[YOUR GOAL] Write out the lines from the first one through the line containing "(85, 560), (121, 624)", both included, as a numbered list, leaving out any blank lines.

[DATA PROVIDED]
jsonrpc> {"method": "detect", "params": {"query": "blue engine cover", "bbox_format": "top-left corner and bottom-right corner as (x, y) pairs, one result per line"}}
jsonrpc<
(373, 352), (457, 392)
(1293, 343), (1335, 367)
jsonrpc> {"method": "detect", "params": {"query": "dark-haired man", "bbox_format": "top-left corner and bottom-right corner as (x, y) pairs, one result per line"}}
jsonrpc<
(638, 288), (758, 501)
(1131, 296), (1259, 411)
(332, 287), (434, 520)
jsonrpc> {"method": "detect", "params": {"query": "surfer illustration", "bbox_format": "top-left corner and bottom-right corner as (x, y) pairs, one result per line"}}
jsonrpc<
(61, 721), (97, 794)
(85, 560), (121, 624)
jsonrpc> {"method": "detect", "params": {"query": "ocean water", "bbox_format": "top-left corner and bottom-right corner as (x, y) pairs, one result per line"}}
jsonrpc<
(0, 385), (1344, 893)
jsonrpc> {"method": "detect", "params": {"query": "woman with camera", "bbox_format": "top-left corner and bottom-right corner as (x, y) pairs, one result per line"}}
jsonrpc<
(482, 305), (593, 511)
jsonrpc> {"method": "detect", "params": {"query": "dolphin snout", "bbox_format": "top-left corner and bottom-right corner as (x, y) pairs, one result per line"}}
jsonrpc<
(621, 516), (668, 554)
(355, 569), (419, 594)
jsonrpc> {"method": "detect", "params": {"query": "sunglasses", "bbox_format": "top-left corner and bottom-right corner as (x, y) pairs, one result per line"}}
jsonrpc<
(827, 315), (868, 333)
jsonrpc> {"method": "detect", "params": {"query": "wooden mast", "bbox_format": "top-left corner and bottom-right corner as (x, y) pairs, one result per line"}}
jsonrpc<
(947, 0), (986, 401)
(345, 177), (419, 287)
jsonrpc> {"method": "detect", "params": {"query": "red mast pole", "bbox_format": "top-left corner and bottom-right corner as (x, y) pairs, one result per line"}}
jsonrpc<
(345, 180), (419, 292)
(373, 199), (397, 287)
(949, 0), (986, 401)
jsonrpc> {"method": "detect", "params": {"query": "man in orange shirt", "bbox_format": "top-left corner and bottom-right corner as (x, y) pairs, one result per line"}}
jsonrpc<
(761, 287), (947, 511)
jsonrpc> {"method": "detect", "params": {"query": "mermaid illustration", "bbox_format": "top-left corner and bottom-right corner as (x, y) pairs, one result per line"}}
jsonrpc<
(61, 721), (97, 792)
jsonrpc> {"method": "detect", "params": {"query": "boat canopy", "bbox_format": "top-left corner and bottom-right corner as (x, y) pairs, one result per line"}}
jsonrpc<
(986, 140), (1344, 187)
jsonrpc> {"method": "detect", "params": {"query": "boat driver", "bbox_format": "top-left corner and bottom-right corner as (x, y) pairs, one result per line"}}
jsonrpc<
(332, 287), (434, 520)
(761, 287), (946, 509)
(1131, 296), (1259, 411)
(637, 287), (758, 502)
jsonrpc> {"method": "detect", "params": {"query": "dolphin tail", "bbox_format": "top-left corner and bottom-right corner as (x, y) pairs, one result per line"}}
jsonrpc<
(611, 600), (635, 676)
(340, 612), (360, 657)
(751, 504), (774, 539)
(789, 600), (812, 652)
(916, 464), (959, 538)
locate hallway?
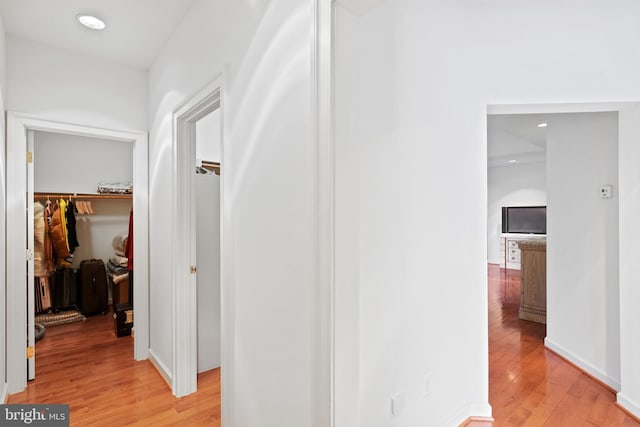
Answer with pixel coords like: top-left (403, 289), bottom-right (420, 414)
top-left (8, 313), bottom-right (220, 427)
top-left (488, 264), bottom-right (640, 427)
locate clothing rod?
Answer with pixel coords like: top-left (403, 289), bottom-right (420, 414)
top-left (33, 192), bottom-right (133, 200)
top-left (202, 160), bottom-right (220, 175)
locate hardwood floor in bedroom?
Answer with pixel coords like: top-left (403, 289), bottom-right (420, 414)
top-left (8, 314), bottom-right (220, 427)
top-left (488, 264), bottom-right (640, 427)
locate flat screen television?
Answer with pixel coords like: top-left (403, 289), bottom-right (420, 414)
top-left (502, 206), bottom-right (547, 234)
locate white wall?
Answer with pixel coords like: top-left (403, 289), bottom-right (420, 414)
top-left (336, 0), bottom-right (640, 427)
top-left (487, 163), bottom-right (547, 264)
top-left (6, 35), bottom-right (147, 130)
top-left (0, 12), bottom-right (7, 404)
top-left (196, 109), bottom-right (222, 163)
top-left (545, 113), bottom-right (620, 390)
top-left (334, 8), bottom-right (362, 427)
top-left (34, 132), bottom-right (133, 193)
top-left (618, 106), bottom-right (640, 417)
top-left (33, 132), bottom-right (133, 267)
top-left (195, 109), bottom-right (220, 372)
top-left (149, 0), bottom-right (315, 427)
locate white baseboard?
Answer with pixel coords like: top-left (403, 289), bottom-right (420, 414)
top-left (0, 383), bottom-right (9, 405)
top-left (149, 349), bottom-right (173, 389)
top-left (544, 338), bottom-right (620, 391)
top-left (616, 392), bottom-right (640, 418)
top-left (443, 403), bottom-right (493, 426)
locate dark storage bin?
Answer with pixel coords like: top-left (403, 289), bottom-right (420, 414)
top-left (79, 259), bottom-right (109, 314)
top-left (113, 304), bottom-right (133, 337)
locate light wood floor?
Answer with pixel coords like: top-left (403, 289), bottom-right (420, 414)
top-left (489, 265), bottom-right (640, 427)
top-left (9, 265), bottom-right (640, 427)
top-left (8, 314), bottom-right (220, 426)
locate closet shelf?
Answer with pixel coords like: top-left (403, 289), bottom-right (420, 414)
top-left (33, 193), bottom-right (133, 200)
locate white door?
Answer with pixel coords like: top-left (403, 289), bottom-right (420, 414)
top-left (27, 130), bottom-right (36, 380)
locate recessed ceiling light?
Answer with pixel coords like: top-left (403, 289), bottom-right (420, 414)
top-left (76, 13), bottom-right (106, 30)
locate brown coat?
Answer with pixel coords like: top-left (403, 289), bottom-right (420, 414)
top-left (49, 203), bottom-right (69, 259)
top-left (33, 202), bottom-right (54, 277)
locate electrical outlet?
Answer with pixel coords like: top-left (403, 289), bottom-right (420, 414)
top-left (391, 393), bottom-right (405, 415)
top-left (422, 373), bottom-right (431, 397)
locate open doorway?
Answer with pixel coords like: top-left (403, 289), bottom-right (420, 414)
top-left (194, 108), bottom-right (221, 380)
top-left (170, 78), bottom-right (227, 397)
top-left (487, 105), bottom-right (620, 422)
top-left (7, 113), bottom-right (149, 393)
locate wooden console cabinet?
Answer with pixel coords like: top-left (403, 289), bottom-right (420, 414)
top-left (518, 239), bottom-right (547, 324)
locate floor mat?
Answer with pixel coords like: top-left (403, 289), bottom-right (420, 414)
top-left (35, 310), bottom-right (87, 327)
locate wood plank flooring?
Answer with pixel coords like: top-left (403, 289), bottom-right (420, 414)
top-left (489, 264), bottom-right (640, 427)
top-left (8, 314), bottom-right (220, 427)
top-left (9, 265), bottom-right (640, 427)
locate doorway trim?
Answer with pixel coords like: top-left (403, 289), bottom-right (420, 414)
top-left (6, 111), bottom-right (149, 393)
top-left (171, 73), bottom-right (224, 397)
top-left (485, 101), bottom-right (640, 417)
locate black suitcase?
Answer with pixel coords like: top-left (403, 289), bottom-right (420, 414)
top-left (52, 268), bottom-right (78, 311)
top-left (113, 304), bottom-right (133, 338)
top-left (79, 259), bottom-right (108, 314)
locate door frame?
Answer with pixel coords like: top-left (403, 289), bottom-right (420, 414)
top-left (484, 101), bottom-right (640, 416)
top-left (171, 73), bottom-right (224, 397)
top-left (6, 111), bottom-right (149, 393)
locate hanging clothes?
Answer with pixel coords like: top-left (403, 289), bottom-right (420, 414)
top-left (33, 202), bottom-right (54, 277)
top-left (65, 201), bottom-right (80, 254)
top-left (124, 209), bottom-right (133, 271)
top-left (49, 203), bottom-right (70, 266)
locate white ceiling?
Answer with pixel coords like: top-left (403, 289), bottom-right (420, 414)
top-left (487, 114), bottom-right (548, 167)
top-left (0, 0), bottom-right (193, 68)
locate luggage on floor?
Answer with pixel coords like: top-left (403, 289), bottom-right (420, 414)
top-left (79, 259), bottom-right (108, 314)
top-left (113, 304), bottom-right (133, 337)
top-left (51, 268), bottom-right (78, 310)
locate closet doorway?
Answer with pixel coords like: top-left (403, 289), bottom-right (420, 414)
top-left (171, 77), bottom-right (225, 397)
top-left (27, 130), bottom-right (133, 380)
top-left (194, 108), bottom-right (221, 374)
top-left (7, 112), bottom-right (149, 393)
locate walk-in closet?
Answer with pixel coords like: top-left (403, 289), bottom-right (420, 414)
top-left (194, 109), bottom-right (221, 373)
top-left (27, 130), bottom-right (133, 379)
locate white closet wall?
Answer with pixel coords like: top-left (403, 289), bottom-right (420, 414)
top-left (194, 109), bottom-right (220, 372)
top-left (34, 132), bottom-right (133, 267)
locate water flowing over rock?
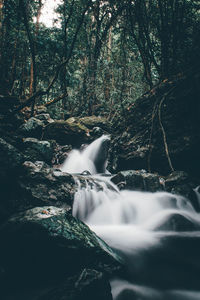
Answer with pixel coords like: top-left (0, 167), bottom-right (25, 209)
top-left (62, 135), bottom-right (110, 174)
top-left (0, 206), bottom-right (121, 300)
top-left (63, 137), bottom-right (200, 300)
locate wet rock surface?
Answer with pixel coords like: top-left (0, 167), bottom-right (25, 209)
top-left (44, 116), bottom-right (110, 147)
top-left (23, 138), bottom-right (55, 163)
top-left (0, 206), bottom-right (121, 299)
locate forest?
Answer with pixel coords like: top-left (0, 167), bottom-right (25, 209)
top-left (0, 0), bottom-right (200, 300)
top-left (0, 0), bottom-right (200, 119)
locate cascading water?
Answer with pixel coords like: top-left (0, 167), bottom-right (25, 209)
top-left (62, 136), bottom-right (200, 300)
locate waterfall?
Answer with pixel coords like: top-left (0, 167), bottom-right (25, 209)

[RESULT]
1. jsonrpc> {"method": "detect", "params": {"query": "blue engine cover", "bbox_format": "top-left corner and bottom-right corner as (x, y) pairs, one result per line"}}
2. jsonrpc<
3. (373, 352), (457, 392)
4. (1293, 343), (1335, 367)
5. jsonrpc> {"method": "detect", "params": {"query": "dark-haired man", "bbox_format": "top-left corner and bottom-right corner as (x, y) pairs, one result per line"}}
6. jsonrpc<
7. (638, 288), (758, 501)
8. (1131, 296), (1259, 411)
9. (332, 287), (434, 520)
10. jsonrpc> {"method": "detect", "params": {"query": "surfer illustration", "bbox_format": "top-left corner and bottom-right corner as (x, y) pairs, one result per line"}}
11. jsonrpc<
12. (61, 721), (97, 794)
13. (85, 560), (121, 624)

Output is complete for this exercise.